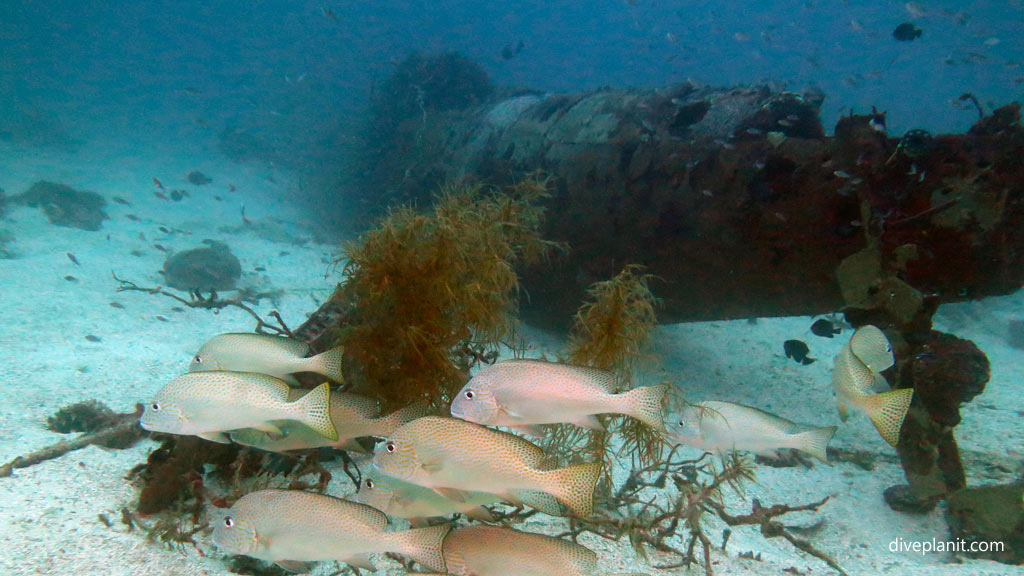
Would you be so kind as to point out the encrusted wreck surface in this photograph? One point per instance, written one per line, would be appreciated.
(733, 199)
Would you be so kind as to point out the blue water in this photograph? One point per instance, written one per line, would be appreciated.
(140, 68)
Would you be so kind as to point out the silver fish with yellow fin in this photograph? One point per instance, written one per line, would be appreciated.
(453, 457)
(856, 376)
(209, 404)
(524, 393)
(352, 415)
(491, 550)
(292, 528)
(724, 426)
(266, 354)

Given exercise: Could you copy the text of every item above word for word, including each coordinate line, and leave out the pictures?

Result:
Would you be so kind as to point out the encrusted wreck surface in this photograph? One point per instance, written one per line, would be appreciated.
(733, 199)
Would you be so kind as to point out the blue water in this photograph? One point per instance, written one per line, would be appreciated.
(140, 68)
Would you be so kind as to point out the silver fish with yellow fin in this photograph? One point per instance, written one per line, would be appreciated.
(453, 457)
(856, 376)
(209, 404)
(524, 393)
(352, 415)
(491, 550)
(292, 528)
(724, 426)
(266, 354)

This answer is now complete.